> [Input for this task]:
:::
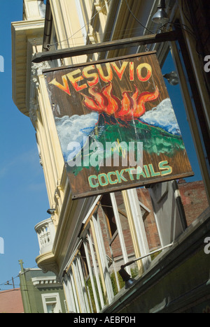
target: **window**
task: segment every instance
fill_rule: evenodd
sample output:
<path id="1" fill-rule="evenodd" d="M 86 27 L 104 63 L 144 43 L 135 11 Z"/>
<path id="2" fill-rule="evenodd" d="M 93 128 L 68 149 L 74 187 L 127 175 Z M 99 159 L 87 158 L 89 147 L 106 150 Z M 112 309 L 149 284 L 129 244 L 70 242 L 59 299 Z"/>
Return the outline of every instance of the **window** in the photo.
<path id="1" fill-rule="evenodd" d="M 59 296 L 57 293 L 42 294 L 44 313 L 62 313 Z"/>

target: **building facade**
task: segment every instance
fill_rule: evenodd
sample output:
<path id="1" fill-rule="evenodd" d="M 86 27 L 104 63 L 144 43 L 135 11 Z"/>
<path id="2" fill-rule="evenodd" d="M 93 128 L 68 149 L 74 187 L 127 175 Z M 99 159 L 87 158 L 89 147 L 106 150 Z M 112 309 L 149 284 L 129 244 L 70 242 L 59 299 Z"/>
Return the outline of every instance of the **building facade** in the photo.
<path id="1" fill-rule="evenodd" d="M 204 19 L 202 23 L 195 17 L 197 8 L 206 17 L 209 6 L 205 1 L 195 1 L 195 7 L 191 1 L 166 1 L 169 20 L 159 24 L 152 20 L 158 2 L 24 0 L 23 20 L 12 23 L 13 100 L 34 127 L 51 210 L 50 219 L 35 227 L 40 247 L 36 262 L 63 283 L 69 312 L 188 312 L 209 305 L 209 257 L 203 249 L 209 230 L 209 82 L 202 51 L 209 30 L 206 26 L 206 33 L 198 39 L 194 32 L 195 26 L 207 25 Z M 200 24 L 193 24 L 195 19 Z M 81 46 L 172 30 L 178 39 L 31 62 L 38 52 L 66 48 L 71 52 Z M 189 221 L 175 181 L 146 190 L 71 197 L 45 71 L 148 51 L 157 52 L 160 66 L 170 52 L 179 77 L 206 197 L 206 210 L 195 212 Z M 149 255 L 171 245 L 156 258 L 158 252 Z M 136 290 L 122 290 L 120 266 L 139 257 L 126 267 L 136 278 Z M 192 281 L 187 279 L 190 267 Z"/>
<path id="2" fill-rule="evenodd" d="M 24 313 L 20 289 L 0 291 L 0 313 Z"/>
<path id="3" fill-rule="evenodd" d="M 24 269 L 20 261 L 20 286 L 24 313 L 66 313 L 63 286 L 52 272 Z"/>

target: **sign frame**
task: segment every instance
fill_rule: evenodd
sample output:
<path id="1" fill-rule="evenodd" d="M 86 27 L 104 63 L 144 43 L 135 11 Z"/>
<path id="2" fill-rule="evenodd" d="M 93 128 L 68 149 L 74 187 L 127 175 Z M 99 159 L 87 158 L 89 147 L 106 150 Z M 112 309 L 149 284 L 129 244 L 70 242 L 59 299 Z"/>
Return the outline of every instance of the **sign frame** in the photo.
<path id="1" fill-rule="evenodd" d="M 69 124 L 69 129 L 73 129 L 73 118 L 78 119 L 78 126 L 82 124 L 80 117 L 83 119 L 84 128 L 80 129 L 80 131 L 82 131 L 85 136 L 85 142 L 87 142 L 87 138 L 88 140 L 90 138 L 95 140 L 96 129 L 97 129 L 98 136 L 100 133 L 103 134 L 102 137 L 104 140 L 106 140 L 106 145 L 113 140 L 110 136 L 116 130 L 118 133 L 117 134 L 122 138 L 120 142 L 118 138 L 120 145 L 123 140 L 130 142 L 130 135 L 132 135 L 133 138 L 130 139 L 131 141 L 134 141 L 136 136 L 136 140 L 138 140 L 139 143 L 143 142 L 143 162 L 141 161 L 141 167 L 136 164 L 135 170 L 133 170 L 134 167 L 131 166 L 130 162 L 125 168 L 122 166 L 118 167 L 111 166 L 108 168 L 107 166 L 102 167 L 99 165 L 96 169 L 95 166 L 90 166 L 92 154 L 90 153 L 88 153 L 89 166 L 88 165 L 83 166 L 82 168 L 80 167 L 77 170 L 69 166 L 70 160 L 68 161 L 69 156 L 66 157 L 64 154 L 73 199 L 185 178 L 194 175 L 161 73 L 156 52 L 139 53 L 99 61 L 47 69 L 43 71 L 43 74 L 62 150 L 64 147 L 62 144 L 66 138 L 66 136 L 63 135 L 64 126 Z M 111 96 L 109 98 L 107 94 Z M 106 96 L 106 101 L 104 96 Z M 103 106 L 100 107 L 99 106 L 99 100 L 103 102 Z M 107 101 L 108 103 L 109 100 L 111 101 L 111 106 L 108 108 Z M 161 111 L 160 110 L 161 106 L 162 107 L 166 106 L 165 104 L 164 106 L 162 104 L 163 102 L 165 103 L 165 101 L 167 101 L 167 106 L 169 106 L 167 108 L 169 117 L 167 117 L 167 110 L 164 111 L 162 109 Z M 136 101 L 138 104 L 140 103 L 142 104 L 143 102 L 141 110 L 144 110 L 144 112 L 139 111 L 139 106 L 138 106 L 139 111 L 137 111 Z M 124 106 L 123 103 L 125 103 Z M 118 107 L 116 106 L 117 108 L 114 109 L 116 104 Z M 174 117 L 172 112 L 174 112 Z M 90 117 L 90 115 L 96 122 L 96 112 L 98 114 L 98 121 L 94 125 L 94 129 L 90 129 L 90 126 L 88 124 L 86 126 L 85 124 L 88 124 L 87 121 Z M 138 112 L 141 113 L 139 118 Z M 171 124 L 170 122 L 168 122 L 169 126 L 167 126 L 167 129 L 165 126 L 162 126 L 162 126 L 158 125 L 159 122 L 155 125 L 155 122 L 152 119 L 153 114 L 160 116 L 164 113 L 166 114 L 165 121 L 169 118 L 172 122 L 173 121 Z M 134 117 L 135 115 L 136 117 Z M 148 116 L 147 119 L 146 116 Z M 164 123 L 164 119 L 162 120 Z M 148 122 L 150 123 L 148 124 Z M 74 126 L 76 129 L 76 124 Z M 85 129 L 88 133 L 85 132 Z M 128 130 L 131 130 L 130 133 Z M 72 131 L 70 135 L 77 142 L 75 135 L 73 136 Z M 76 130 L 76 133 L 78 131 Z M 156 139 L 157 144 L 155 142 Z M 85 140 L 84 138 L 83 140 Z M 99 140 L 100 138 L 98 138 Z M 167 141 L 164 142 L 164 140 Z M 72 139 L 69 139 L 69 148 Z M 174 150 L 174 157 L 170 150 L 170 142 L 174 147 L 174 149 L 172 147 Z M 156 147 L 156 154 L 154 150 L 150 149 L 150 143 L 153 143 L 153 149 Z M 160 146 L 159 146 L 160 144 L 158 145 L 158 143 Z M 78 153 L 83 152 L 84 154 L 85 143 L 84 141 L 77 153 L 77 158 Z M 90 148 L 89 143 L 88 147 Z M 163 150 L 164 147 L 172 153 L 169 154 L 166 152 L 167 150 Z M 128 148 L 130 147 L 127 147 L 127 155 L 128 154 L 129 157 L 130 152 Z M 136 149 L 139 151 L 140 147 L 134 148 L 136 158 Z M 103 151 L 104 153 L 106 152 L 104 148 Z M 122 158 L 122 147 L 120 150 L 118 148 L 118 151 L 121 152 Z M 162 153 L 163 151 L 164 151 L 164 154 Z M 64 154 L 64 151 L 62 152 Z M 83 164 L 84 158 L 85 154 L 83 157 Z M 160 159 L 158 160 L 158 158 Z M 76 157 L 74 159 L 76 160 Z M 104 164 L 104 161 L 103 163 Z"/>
:::
> [Stated goal]:
Reproduce every one of the lines above word for word, leaving out the pictures.

> [Complete output]:
target: **window**
task: segment every instance
fill_rule: evenodd
sample output:
<path id="1" fill-rule="evenodd" d="M 86 27 L 104 63 L 144 43 L 135 11 Z"/>
<path id="2" fill-rule="evenodd" d="M 93 128 L 68 149 L 74 187 L 127 175 Z M 99 159 L 87 158 L 89 147 L 106 150 Z M 112 309 L 149 284 L 129 244 L 70 242 L 59 299 Z"/>
Return the outline of every instance of the **window** in the photo.
<path id="1" fill-rule="evenodd" d="M 59 296 L 57 293 L 42 294 L 44 313 L 62 313 Z"/>

target: **building facade**
task: segment every instance
fill_rule: evenodd
sample output:
<path id="1" fill-rule="evenodd" d="M 86 27 L 104 63 L 144 43 L 135 11 Z"/>
<path id="2" fill-rule="evenodd" d="M 93 128 L 68 149 L 74 187 L 127 175 Z M 99 159 L 87 158 L 89 147 L 106 150 Z M 112 309 L 149 284 L 129 244 L 70 242 L 59 299 Z"/>
Return the outline of every instance of the **building facade** in the photo.
<path id="1" fill-rule="evenodd" d="M 204 19 L 202 23 L 195 17 L 197 8 L 206 17 L 209 6 L 205 1 L 195 1 L 195 7 L 191 1 L 166 1 L 169 20 L 159 24 L 152 20 L 158 2 L 24 0 L 23 20 L 12 23 L 13 100 L 34 127 L 51 210 L 50 219 L 35 227 L 40 247 L 36 262 L 63 283 L 69 312 L 188 312 L 209 305 L 209 257 L 203 249 L 209 230 L 209 82 L 202 51 L 209 30 L 206 26 L 206 33 L 198 39 L 194 32 L 195 26 L 207 25 Z M 200 24 L 193 24 L 195 19 Z M 81 46 L 172 30 L 178 39 L 31 62 L 38 52 L 66 48 L 71 52 Z M 189 221 L 175 181 L 146 190 L 71 197 L 45 71 L 148 51 L 157 52 L 160 66 L 170 52 L 179 77 L 206 197 L 206 210 L 195 212 Z M 149 255 L 171 245 L 156 258 L 158 252 Z M 136 290 L 122 290 L 120 266 L 139 257 L 126 267 L 136 278 Z M 192 281 L 187 279 L 190 267 Z"/>
<path id="2" fill-rule="evenodd" d="M 24 313 L 20 289 L 0 291 L 0 313 Z"/>
<path id="3" fill-rule="evenodd" d="M 24 269 L 20 261 L 20 286 L 24 313 L 66 313 L 63 286 L 52 272 Z"/>

target: **sign frame**
task: segment every instance
fill_rule: evenodd
sample output:
<path id="1" fill-rule="evenodd" d="M 86 27 L 104 63 L 144 43 L 135 11 Z"/>
<path id="2" fill-rule="evenodd" d="M 93 128 L 68 149 L 74 187 L 127 175 Z M 99 159 L 87 158 L 89 147 L 106 150 Z M 112 309 L 149 284 L 129 244 L 70 242 L 59 299 Z"/>
Return the outline of every instance of the **sign frame** in the photo.
<path id="1" fill-rule="evenodd" d="M 69 124 L 69 129 L 73 129 L 73 118 L 78 119 L 78 126 L 82 124 L 80 117 L 83 119 L 84 128 L 80 129 L 80 131 L 82 131 L 85 136 L 85 142 L 87 142 L 87 138 L 88 140 L 90 138 L 95 140 L 96 129 L 97 129 L 98 136 L 100 133 L 103 134 L 102 137 L 104 140 L 106 140 L 106 145 L 113 140 L 110 136 L 116 130 L 118 133 L 117 134 L 122 138 L 120 142 L 118 138 L 120 145 L 123 140 L 130 142 L 130 135 L 132 135 L 133 138 L 130 139 L 131 141 L 134 141 L 136 136 L 136 140 L 138 140 L 139 143 L 143 142 L 143 162 L 141 161 L 141 167 L 136 164 L 135 170 L 133 170 L 134 167 L 131 166 L 130 162 L 125 168 L 122 166 L 118 167 L 111 166 L 108 168 L 107 166 L 102 167 L 99 165 L 96 169 L 95 166 L 90 166 L 92 154 L 90 153 L 88 153 L 89 166 L 88 165 L 83 166 L 82 168 L 80 167 L 77 170 L 69 166 L 70 160 L 68 161 L 69 156 L 66 157 L 64 154 L 73 199 L 185 178 L 194 175 L 161 73 L 156 52 L 139 53 L 99 61 L 47 69 L 43 71 L 43 74 L 62 150 L 64 147 L 62 144 L 66 138 L 66 136 L 63 135 L 64 126 Z M 111 96 L 109 98 L 107 94 Z M 106 96 L 106 101 L 104 96 Z M 103 106 L 100 107 L 99 106 L 99 100 L 103 102 Z M 107 101 L 108 103 L 109 100 L 111 101 L 111 106 L 108 108 Z M 161 111 L 160 110 L 161 106 L 162 107 L 166 106 L 165 104 L 164 106 L 162 104 L 163 102 L 165 103 L 165 101 L 167 101 L 167 106 L 169 106 L 167 108 L 169 117 L 167 117 L 167 110 L 164 111 L 162 109 Z M 136 101 L 138 104 L 140 103 L 142 104 L 143 102 L 141 110 L 144 110 L 144 112 L 139 111 L 139 106 L 138 106 L 139 111 L 137 111 Z M 124 106 L 123 103 L 125 103 Z M 118 107 L 116 106 L 117 108 L 114 109 L 116 104 Z M 174 117 L 172 112 L 174 112 Z M 90 117 L 90 115 L 96 122 L 96 112 L 98 114 L 98 121 L 94 125 L 94 129 L 90 129 L 90 126 L 88 124 L 86 126 L 85 124 L 88 124 L 87 121 Z M 138 112 L 141 113 L 139 118 Z M 171 124 L 170 122 L 168 122 L 169 126 L 167 126 L 167 129 L 165 126 L 162 126 L 162 126 L 158 125 L 159 122 L 155 125 L 155 122 L 152 119 L 153 114 L 160 116 L 164 113 L 166 114 L 165 121 L 169 118 L 172 122 L 173 121 Z M 134 117 L 135 115 L 136 117 Z M 148 116 L 147 119 L 146 116 Z M 164 123 L 164 119 L 162 120 Z M 148 122 L 150 123 L 148 124 Z M 74 126 L 76 129 L 76 124 Z M 85 129 L 88 133 L 85 132 Z M 128 130 L 131 130 L 130 133 Z M 72 131 L 70 135 L 77 142 L 75 135 L 73 136 Z M 76 130 L 76 133 L 78 131 Z M 156 139 L 157 144 L 155 142 Z M 85 140 L 84 138 L 83 140 Z M 99 140 L 100 138 L 98 138 Z M 167 141 L 164 142 L 164 140 Z M 72 139 L 69 139 L 69 148 Z M 174 150 L 174 157 L 170 150 L 170 142 L 174 147 L 174 149 L 172 147 Z M 156 147 L 156 154 L 154 150 L 150 149 L 150 143 L 153 143 L 153 149 Z M 160 146 L 159 146 L 160 144 L 158 145 L 158 143 Z M 78 153 L 83 152 L 84 154 L 85 143 L 84 141 L 77 153 L 77 158 Z M 90 148 L 89 143 L 88 147 Z M 163 150 L 164 147 L 172 153 L 169 154 L 166 152 L 167 150 Z M 128 148 L 130 147 L 127 147 L 127 155 L 128 154 L 129 157 L 130 152 Z M 136 149 L 139 151 L 140 147 L 134 148 L 136 158 Z M 103 151 L 104 153 L 106 152 L 104 148 Z M 122 158 L 122 147 L 120 150 L 118 148 L 118 151 L 121 152 Z M 162 153 L 163 151 L 164 151 L 164 154 Z M 64 154 L 64 151 L 62 152 Z M 83 164 L 84 158 L 85 154 L 83 157 Z M 160 159 L 158 160 L 158 158 Z M 76 157 L 74 159 L 76 160 Z M 104 164 L 104 161 L 103 163 Z"/>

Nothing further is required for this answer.